**Given records:**
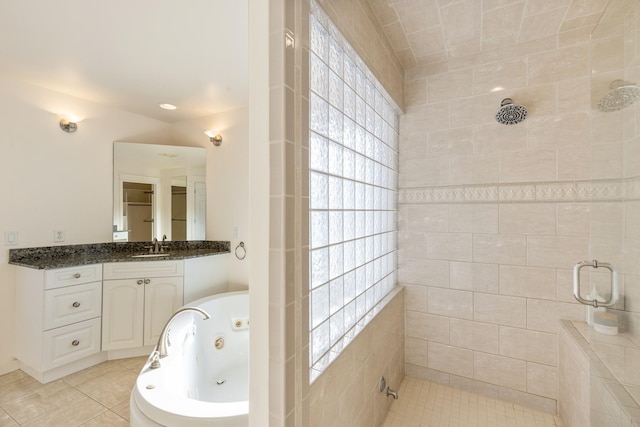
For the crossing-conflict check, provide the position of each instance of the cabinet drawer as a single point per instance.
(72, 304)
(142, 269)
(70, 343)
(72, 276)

...

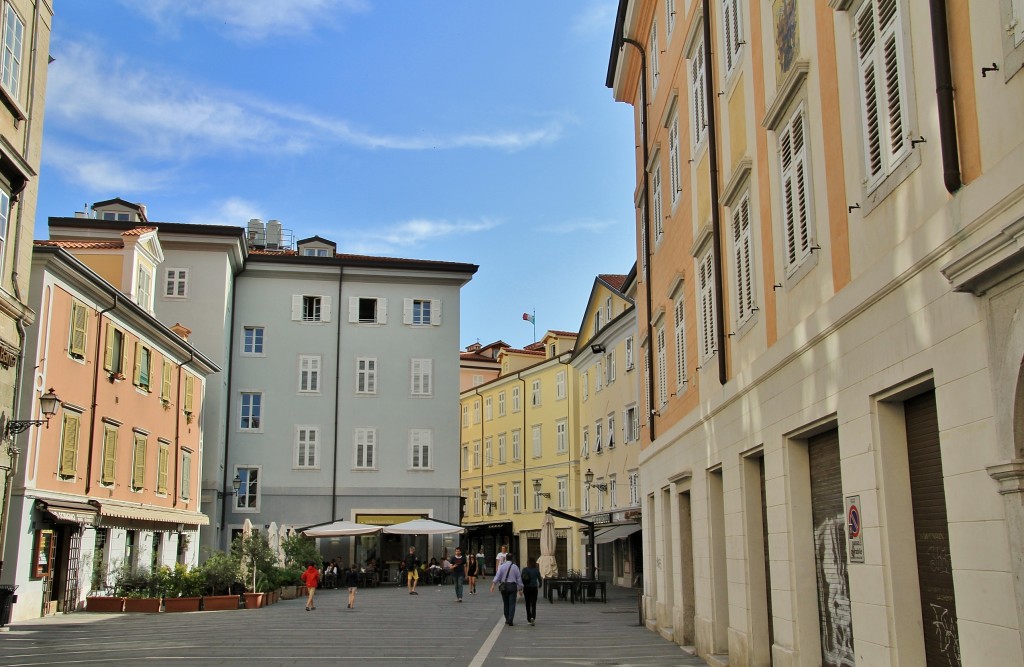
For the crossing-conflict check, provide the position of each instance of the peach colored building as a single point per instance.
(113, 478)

**Exercise prompt:** Pick out every line above that contains the word "check" and copy each of those lines in full.

**Exercise answer:**
For the crossing-conflict check, provide the position of each instance of the cabinet drawer as a single point per instance.
For the crossing-conflict check, provide the position of each instance of the peach colored building as a single point per instance.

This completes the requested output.